## [Exercise]
What is needed is every line of the material that contains "draw".
####
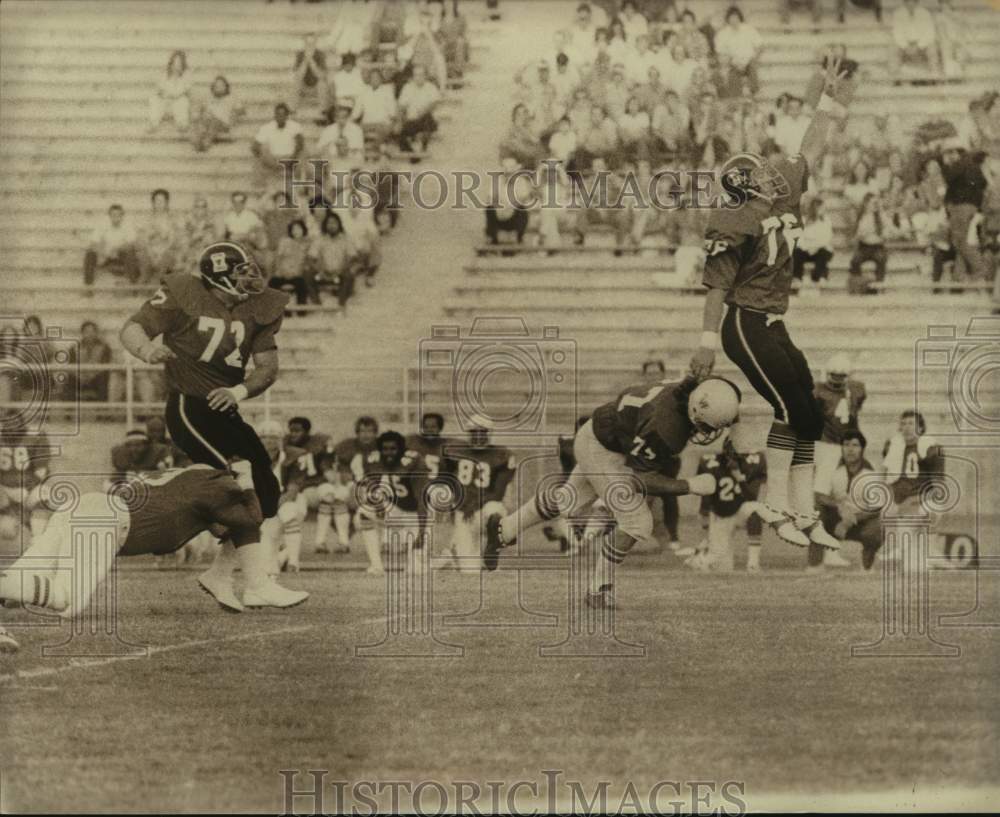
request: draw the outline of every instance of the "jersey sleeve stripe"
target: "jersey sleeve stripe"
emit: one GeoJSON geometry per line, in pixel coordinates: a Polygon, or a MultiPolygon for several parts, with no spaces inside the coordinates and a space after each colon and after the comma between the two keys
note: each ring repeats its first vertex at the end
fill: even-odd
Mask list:
{"type": "Polygon", "coordinates": [[[194,427],[194,424],[188,419],[187,412],[184,411],[184,395],[183,394],[180,395],[180,401],[178,403],[178,408],[180,410],[181,421],[184,423],[184,425],[187,426],[188,431],[191,432],[191,434],[194,436],[194,438],[198,442],[200,442],[203,446],[205,446],[205,449],[207,451],[212,452],[212,456],[215,457],[219,461],[219,467],[225,468],[226,465],[227,465],[226,458],[224,456],[222,456],[222,454],[220,454],[218,452],[218,450],[216,448],[214,448],[212,446],[212,444],[208,440],[206,440],[199,433],[198,429],[196,429],[194,427]]]}

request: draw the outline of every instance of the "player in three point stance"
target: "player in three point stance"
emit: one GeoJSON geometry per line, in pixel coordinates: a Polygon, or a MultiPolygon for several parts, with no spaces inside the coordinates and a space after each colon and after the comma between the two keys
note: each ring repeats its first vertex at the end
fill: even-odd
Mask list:
{"type": "MultiPolygon", "coordinates": [[[[87,607],[111,568],[111,561],[101,558],[101,554],[85,555],[88,569],[82,576],[73,575],[68,568],[74,564],[74,517],[113,520],[116,556],[173,553],[206,530],[231,541],[235,555],[217,560],[200,579],[227,610],[239,612],[244,606],[292,607],[309,598],[308,593],[300,591],[275,591],[275,582],[269,576],[273,557],[261,541],[263,517],[249,481],[243,487],[229,471],[191,465],[138,477],[131,485],[131,490],[112,487],[108,492],[83,494],[75,510],[57,511],[45,532],[0,574],[0,598],[48,607],[66,615],[77,615],[87,607]],[[246,580],[242,602],[232,589],[232,569],[237,563],[246,580]],[[217,586],[207,586],[206,576],[209,582],[218,578],[217,586]]],[[[84,542],[99,547],[101,539],[91,536],[84,542]]]]}
{"type": "MultiPolygon", "coordinates": [[[[572,508],[561,508],[540,488],[534,499],[514,513],[494,514],[486,522],[483,562],[495,570],[500,549],[515,541],[518,519],[521,533],[543,520],[573,517],[595,499],[603,497],[623,478],[638,478],[648,494],[697,494],[715,490],[715,479],[701,474],[690,480],[665,475],[688,442],[707,445],[736,422],[740,391],[728,380],[710,377],[699,383],[686,378],[677,383],[643,383],[623,391],[617,400],[598,408],[580,427],[573,443],[576,467],[567,481],[575,497],[572,508]]],[[[561,475],[559,475],[561,477],[561,475]]],[[[632,509],[611,508],[621,536],[605,545],[598,557],[593,586],[587,597],[592,607],[613,607],[610,580],[613,565],[621,564],[633,545],[653,535],[653,515],[644,502],[632,509]]]]}
{"type": "Polygon", "coordinates": [[[813,450],[823,433],[823,414],[813,397],[809,364],[782,316],[801,232],[800,199],[809,167],[823,152],[832,114],[846,115],[834,98],[845,78],[839,61],[831,62],[798,155],[768,161],[741,153],[723,164],[720,178],[729,201],[712,213],[706,232],[704,331],[691,359],[695,376],[712,371],[721,323],[726,355],[774,409],[767,438],[767,502],[761,503],[760,517],[786,542],[830,549],[839,543],[823,528],[813,494],[813,450]]]}
{"type": "Polygon", "coordinates": [[[699,474],[715,478],[715,491],[701,498],[698,513],[706,533],[689,567],[695,570],[729,572],[733,569],[733,529],[744,523],[747,529],[747,572],[760,570],[760,517],[757,495],[767,478],[767,465],[756,451],[737,451],[733,434],[726,437],[722,451],[706,454],[698,465],[699,474]]]}
{"type": "Polygon", "coordinates": [[[166,364],[166,420],[174,443],[194,462],[215,468],[228,468],[233,459],[249,462],[265,519],[278,512],[281,487],[239,403],[278,377],[275,335],[287,303],[287,295],[267,287],[245,247],[220,241],[202,252],[197,277],[167,276],[121,331],[133,355],[166,364]],[[158,335],[162,345],[153,342],[158,335]],[[254,369],[247,374],[249,358],[254,369]]]}
{"type": "Polygon", "coordinates": [[[274,475],[281,486],[278,513],[265,519],[260,532],[271,548],[277,571],[299,572],[302,553],[302,525],[309,512],[307,485],[315,468],[311,452],[290,445],[277,420],[265,420],[257,429],[260,440],[271,458],[274,475]]]}

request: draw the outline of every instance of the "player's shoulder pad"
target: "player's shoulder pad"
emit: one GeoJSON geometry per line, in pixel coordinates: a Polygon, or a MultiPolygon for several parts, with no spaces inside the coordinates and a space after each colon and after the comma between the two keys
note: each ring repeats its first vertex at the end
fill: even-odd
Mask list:
{"type": "Polygon", "coordinates": [[[198,302],[205,291],[199,278],[186,272],[173,272],[163,279],[162,289],[185,312],[199,311],[198,302]]]}
{"type": "Polygon", "coordinates": [[[297,460],[299,457],[304,457],[309,452],[304,448],[299,448],[297,445],[286,445],[285,446],[285,456],[289,460],[297,460]]]}
{"type": "Polygon", "coordinates": [[[757,465],[760,463],[760,454],[751,452],[746,455],[747,465],[757,465]]]}
{"type": "Polygon", "coordinates": [[[747,236],[760,232],[760,223],[749,208],[719,207],[708,217],[705,228],[706,241],[726,241],[733,246],[741,244],[747,236]]]}
{"type": "Polygon", "coordinates": [[[705,468],[718,468],[719,460],[716,458],[715,454],[703,454],[701,464],[705,468]]]}
{"type": "Polygon", "coordinates": [[[381,462],[382,461],[382,454],[378,451],[378,449],[375,449],[374,451],[369,451],[367,456],[365,456],[364,452],[362,452],[361,456],[364,457],[365,462],[381,462]]]}
{"type": "Polygon", "coordinates": [[[288,305],[289,295],[286,292],[279,292],[276,289],[267,287],[259,295],[251,296],[247,303],[253,313],[254,319],[261,324],[274,323],[285,313],[288,305]]]}

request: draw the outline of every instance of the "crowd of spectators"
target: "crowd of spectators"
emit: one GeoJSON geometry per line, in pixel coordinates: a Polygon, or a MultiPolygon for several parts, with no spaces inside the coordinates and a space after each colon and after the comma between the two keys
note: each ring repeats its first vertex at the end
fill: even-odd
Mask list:
{"type": "MultiPolygon", "coordinates": [[[[881,3],[854,5],[872,9],[882,21],[881,3]]],[[[792,156],[830,63],[837,61],[851,79],[861,70],[844,45],[824,45],[801,95],[783,93],[765,103],[758,66],[766,45],[753,20],[735,5],[708,19],[700,19],[696,9],[701,7],[638,0],[579,3],[573,19],[555,32],[551,53],[516,73],[498,159],[507,176],[532,171],[536,195],[518,196],[528,204],[520,212],[502,192],[491,202],[489,243],[501,243],[509,234],[518,243],[528,240],[552,251],[586,244],[588,235],[603,232],[614,237],[621,254],[658,236],[681,267],[666,278],[672,284],[694,282],[705,214],[689,209],[689,188],[663,191],[659,200],[674,202],[672,211],[635,208],[629,199],[617,208],[588,205],[585,196],[570,193],[593,190],[586,183],[598,172],[609,174],[607,198],[614,202],[628,177],[644,191],[644,180],[661,170],[717,169],[742,151],[792,156]],[[570,206],[550,207],[552,190],[570,206]]],[[[841,22],[843,10],[841,4],[841,22]]],[[[782,17],[796,11],[821,16],[819,3],[788,2],[782,17]]],[[[921,55],[924,76],[942,70],[945,76],[961,74],[969,51],[950,0],[905,0],[886,23],[889,66],[897,78],[921,55]]],[[[900,243],[927,248],[935,281],[952,261],[954,280],[993,280],[998,214],[989,179],[1000,156],[996,97],[974,100],[969,116],[936,138],[918,133],[911,139],[893,116],[875,117],[867,131],[850,120],[847,128],[834,129],[823,160],[810,168],[796,278],[802,280],[808,269],[806,280],[827,281],[836,236],[846,232],[851,292],[877,291],[900,243]]]]}

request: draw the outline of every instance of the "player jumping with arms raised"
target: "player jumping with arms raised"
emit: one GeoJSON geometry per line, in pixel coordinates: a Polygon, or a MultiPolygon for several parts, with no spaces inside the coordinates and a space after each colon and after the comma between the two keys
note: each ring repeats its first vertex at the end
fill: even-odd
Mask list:
{"type": "MultiPolygon", "coordinates": [[[[209,245],[198,272],[167,276],[122,327],[122,344],[146,363],[166,364],[166,420],[174,443],[194,462],[214,468],[228,468],[236,458],[249,462],[261,511],[270,519],[278,512],[281,487],[263,443],[240,416],[239,403],[267,391],[278,378],[275,335],[288,296],[269,289],[250,252],[232,241],[209,245]],[[162,345],[154,342],[158,335],[162,345]],[[247,374],[249,358],[254,368],[247,374]]],[[[220,558],[231,555],[224,546],[220,558]]],[[[230,586],[205,581],[202,586],[217,599],[231,595],[230,586]]],[[[276,582],[260,591],[278,607],[298,595],[276,582]]]]}
{"type": "Polygon", "coordinates": [[[813,397],[809,364],[788,336],[782,316],[801,232],[800,200],[809,167],[817,165],[824,150],[827,130],[835,118],[846,116],[835,99],[846,76],[839,61],[827,68],[798,155],[768,161],[741,153],[723,164],[720,175],[729,206],[712,213],[706,232],[704,331],[691,359],[695,376],[711,373],[721,323],[726,355],[774,409],[767,438],[767,501],[758,513],[786,542],[830,549],[840,545],[823,528],[813,494],[813,450],[823,433],[823,414],[813,397]]]}

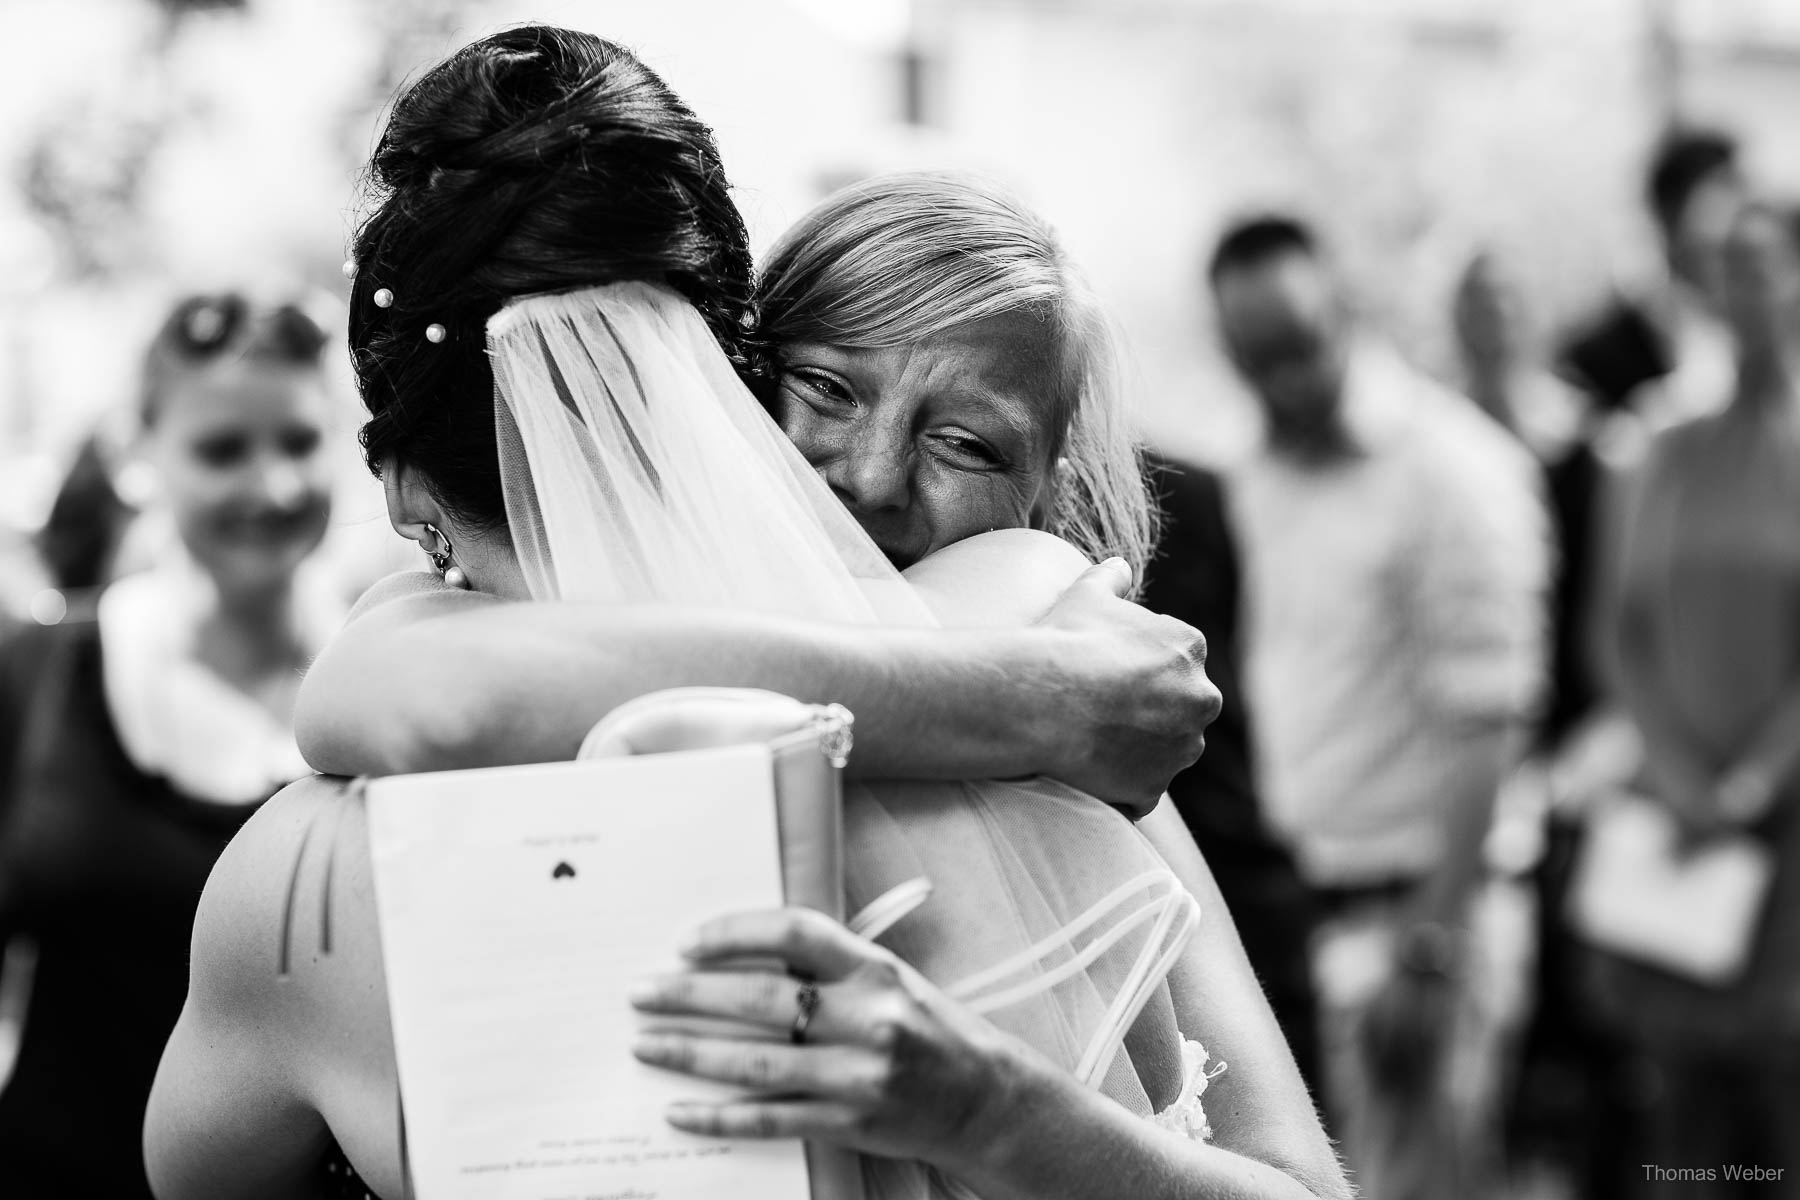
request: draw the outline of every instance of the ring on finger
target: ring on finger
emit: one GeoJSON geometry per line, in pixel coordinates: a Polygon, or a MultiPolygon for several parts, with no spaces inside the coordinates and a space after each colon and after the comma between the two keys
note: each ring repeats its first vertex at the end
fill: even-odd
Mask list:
####
## [Answer box]
request: draw the outline of every instance of the "jersey sleeve stripe"
request: draw the outline of every instance of the "player in three point stance"
request: draw the outline of every instance of the "player's shoulder pad"
request: draw the outline of every instance of the "crowd of spectators"
request: draw the outline of every instance of the "player jumping with arms raised"
request: draw the outline of every instance of the ring on finger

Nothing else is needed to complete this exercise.